### PROBLEMS TO SOLVE:
1 - In the forum thread about eagles, what did Chet see the eagle carrying as it rose from the river?
2 - Continue the forum thread about eagles from where it stops.

Wow. I've never heard of that happening but it makes sense.

Every year hubby and I drive to a river basin to watch the Kokanee Salmon run, and there are eagles everywhere.

I'll try and take a few pictures this year and post them.


----------



## Chet (Mar 21, 2021)

Bald eagles were re-introduced in PA after years of decline and have really taken off (pun intended). They are getting quite common now. The first I saw was while coming home after a bike ride along the river when I heard a screech to my right. I saw an eagle just rising from the river with a good sized carp in it's talons, and watched it fly to the opposite shore to feed.

Two years ago I almost drove into one that landed in the road to get at some roadkill.


----------



## SetWave (Mar 21, 2021)

Aunt Marg said:


> They're a spooky looking bird... their faces.


Oh yeah, their heads are gross. But, to see them gliding around overhead is great . . . as long as they aren't circling me...


----------



## SetWave (Mar 21, 2021)

The magnificent yet ugly-headed California Condor, North America's largest land bird, is making a slow but terrific return.


----------



## Aunt Marg (Mar 21, 2021)

SetWave said:


> Oh yeah, their heads are gross. But, to see them gliding around overhead is great . . . as long as they aren't circling me...

### RECORD EXCERPTS:
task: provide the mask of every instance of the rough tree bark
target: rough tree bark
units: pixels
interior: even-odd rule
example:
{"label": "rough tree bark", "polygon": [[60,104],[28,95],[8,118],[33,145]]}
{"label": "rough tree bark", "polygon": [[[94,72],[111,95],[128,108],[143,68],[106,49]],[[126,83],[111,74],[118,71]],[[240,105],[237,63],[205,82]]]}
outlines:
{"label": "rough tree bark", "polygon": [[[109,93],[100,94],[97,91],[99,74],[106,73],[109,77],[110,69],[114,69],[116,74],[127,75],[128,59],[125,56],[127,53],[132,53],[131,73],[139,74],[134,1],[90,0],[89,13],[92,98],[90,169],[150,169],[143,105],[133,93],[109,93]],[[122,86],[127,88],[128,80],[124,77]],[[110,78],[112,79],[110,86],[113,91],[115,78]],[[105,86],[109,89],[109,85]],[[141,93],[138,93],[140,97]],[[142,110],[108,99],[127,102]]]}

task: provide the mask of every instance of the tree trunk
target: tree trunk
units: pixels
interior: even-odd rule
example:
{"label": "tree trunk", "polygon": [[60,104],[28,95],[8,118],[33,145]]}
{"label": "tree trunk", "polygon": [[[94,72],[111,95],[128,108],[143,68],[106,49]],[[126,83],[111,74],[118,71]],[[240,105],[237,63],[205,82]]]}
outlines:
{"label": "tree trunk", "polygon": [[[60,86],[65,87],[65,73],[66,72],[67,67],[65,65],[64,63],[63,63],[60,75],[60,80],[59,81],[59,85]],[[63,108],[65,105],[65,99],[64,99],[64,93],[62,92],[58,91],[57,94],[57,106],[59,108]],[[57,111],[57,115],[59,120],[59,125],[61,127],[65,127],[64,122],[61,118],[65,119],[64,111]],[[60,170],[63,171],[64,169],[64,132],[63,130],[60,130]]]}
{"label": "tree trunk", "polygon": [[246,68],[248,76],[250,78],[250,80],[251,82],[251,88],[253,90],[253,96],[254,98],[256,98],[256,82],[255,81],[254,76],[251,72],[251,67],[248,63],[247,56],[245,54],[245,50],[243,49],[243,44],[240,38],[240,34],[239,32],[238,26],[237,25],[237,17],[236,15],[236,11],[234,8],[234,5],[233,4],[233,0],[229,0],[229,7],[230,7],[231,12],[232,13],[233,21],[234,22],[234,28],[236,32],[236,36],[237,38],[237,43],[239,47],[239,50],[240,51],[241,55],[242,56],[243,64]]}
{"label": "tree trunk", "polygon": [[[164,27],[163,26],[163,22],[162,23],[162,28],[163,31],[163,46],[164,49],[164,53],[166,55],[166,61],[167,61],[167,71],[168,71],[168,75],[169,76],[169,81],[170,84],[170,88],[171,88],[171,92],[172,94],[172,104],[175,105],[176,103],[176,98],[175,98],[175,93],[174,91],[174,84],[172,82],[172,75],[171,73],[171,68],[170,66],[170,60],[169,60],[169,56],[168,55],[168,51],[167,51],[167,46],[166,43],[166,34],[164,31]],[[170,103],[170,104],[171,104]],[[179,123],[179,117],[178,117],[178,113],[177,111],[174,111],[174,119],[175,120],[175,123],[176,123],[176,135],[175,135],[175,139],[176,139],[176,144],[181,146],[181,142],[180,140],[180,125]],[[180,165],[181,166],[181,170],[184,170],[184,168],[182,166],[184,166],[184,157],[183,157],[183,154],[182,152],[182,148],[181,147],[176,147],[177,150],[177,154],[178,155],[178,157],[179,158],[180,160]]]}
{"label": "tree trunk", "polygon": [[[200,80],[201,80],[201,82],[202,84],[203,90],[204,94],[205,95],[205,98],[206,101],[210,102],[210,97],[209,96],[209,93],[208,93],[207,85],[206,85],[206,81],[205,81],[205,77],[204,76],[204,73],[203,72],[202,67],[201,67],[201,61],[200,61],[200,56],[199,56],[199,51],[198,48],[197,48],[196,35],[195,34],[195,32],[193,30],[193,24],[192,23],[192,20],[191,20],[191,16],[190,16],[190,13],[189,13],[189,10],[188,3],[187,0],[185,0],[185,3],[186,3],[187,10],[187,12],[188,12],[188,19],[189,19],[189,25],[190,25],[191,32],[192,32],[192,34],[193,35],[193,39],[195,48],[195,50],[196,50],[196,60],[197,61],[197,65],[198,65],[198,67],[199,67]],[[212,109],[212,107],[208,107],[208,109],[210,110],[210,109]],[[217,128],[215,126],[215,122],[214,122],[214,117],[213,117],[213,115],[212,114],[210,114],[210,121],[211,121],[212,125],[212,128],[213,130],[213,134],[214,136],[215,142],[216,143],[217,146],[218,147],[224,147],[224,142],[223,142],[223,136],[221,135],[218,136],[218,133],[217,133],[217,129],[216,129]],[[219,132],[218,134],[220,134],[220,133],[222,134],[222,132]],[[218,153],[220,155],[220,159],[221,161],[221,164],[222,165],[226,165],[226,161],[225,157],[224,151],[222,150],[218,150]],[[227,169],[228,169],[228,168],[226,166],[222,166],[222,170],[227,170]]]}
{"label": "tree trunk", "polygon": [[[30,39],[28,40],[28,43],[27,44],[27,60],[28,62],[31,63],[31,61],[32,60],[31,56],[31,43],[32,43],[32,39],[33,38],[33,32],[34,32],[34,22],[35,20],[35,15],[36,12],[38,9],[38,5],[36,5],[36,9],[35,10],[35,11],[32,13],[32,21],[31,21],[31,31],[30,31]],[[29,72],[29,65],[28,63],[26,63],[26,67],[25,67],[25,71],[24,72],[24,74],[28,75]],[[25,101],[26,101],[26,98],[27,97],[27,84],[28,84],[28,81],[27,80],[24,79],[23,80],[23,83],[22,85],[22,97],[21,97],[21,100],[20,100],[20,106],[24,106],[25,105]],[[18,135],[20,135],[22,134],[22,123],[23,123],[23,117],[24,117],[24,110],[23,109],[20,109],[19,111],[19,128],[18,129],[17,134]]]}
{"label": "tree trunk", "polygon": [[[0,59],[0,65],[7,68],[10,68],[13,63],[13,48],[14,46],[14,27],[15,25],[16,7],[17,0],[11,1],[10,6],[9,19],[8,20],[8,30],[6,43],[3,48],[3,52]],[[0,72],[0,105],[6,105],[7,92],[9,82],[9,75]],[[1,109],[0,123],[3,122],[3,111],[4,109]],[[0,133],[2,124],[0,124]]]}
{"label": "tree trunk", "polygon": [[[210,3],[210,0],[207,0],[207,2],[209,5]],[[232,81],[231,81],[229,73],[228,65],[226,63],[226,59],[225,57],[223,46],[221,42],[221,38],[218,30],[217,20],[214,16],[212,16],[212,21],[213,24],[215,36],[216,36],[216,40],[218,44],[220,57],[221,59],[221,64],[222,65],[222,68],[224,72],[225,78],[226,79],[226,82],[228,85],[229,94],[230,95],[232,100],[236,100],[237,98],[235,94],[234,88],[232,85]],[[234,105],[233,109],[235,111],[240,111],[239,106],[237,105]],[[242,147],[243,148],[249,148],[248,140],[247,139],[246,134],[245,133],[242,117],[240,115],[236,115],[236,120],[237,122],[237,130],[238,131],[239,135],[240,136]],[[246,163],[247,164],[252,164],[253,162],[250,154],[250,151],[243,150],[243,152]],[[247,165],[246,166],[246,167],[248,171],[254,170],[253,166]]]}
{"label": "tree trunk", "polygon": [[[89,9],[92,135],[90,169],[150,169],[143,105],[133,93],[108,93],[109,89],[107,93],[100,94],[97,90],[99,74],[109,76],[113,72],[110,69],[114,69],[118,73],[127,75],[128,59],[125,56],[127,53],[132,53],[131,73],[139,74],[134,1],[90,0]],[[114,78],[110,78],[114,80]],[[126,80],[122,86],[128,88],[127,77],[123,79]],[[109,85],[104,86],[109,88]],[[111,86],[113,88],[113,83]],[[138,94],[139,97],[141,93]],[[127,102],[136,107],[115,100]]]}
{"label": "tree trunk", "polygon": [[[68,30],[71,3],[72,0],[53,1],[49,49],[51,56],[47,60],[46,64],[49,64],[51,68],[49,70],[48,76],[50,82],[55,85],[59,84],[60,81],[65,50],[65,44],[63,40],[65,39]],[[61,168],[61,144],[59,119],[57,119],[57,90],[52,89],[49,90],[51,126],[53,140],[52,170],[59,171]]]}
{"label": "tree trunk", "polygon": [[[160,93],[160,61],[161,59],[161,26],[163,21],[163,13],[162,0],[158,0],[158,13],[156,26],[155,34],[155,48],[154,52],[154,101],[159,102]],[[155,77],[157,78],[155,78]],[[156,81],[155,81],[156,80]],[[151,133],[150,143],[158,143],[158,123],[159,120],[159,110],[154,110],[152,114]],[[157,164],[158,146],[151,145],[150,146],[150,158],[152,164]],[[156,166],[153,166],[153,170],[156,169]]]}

### TASK-BY-TASK RESULTS:
1 - A good-sized carp in its talons.

2 -
SetWave said:


> View attachment 155805
> The magnificent yet ugly-headed California Condor, North America's largest land bird, is making a slow but terrific return.


LOL! True!

Boy, are they ever an ugly bird.


----------



## Gary O' (Mar 21, 2021)

Chet said:


> Two years ago I almost drove into one that landed in the road to get at some roadkill.


Yeah, up near the cabin, on hwy 97, I pulled over to take a few pics of a baldy dining on a road killed mulie 

Of course I had to insert a few captions....


----------



## Aunt Marg (Mar 21, 2021)

Gary O' said:


> Yeah, up near the cabin, on hwy 97, I pulled over to take a few pics of a baldy dining on a road killed mulie
> 
> Of course I had to insert a few captions....
> 
> ...


Great capture, Gary!

That's one big bird.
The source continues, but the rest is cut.